Records to use:

>>>

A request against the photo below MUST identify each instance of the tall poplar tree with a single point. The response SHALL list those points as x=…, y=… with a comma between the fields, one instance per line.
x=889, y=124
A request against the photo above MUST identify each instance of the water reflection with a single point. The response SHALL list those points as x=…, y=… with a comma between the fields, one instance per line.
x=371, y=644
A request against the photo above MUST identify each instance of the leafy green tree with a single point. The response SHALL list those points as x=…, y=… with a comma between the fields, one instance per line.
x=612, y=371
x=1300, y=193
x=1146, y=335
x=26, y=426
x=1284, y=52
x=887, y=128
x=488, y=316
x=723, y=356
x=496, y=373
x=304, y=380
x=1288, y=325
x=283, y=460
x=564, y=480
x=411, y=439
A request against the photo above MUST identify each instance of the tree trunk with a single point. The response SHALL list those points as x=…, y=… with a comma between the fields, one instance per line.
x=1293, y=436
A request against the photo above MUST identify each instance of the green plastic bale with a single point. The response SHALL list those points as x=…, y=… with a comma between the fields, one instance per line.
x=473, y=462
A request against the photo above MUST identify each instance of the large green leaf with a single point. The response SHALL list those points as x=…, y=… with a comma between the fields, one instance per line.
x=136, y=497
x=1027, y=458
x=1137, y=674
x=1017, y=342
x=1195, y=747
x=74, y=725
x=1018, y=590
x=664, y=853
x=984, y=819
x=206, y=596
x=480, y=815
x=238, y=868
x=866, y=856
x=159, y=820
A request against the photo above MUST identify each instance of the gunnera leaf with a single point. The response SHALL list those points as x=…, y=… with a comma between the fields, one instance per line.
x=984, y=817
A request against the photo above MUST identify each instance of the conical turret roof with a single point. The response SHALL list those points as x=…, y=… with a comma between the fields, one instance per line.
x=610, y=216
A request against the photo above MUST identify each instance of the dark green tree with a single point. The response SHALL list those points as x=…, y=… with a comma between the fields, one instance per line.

<<<

Copy out every line of the data above word for word, from the first line through the last.

A request against the photo below MUST identify each instance of the tall poplar tree with a single point. The response SHALL list those points as x=…, y=… with a comma between the fields, one instance per line.
x=889, y=124
A request against the photo above MUST identify each instance of the water reflection with a single point. The response SHALL list those points as x=…, y=… with a comma between the fields, one instance per line.
x=371, y=644
A request against the photo above MUST identify each instance of the leafy green tree with a single point. The response SHALL list those points as x=…, y=… with a comma between the fields, one instance per line.
x=612, y=371
x=1300, y=193
x=1146, y=335
x=26, y=426
x=1284, y=52
x=887, y=128
x=488, y=316
x=723, y=356
x=496, y=373
x=304, y=380
x=1288, y=325
x=283, y=460
x=564, y=480
x=411, y=439
A request against the photo above MUST identify each instance of the tree trunk with a single point. The response SHALL list those points as x=…, y=… with a comma between the fields, one instance per line.
x=1293, y=436
A request against the photo above MUST identify each instance of the green plastic bale with a single point. The response SHALL list those points as x=…, y=… with a comma between the fields, one instance per line.
x=473, y=462
A request against the photo above MUST identify each instance of the large green leaf with a single point. The response SHALL list those points as x=…, y=… with a comma between the fields, one instance per line.
x=136, y=497
x=1027, y=458
x=1137, y=674
x=1017, y=342
x=1195, y=747
x=74, y=725
x=1018, y=590
x=664, y=853
x=984, y=819
x=206, y=596
x=480, y=815
x=238, y=868
x=866, y=856
x=159, y=820
A request against the photo above MUST identify each instance of the gunnera leaf with a single point. The response SHALL list those points as x=…, y=… with a comma between the fields, one instance per line.
x=984, y=817
A request against the photo above MUST identify each instance of the conical turret roof with a single point. The response SHALL list those points as x=…, y=… with a comma between the fields, one instance per line.
x=610, y=216
A request against the photo above MUST identify each instance of the dark green tree with a single point. The response SHALL list those points as x=…, y=… with a comma between the fields, one instance per line.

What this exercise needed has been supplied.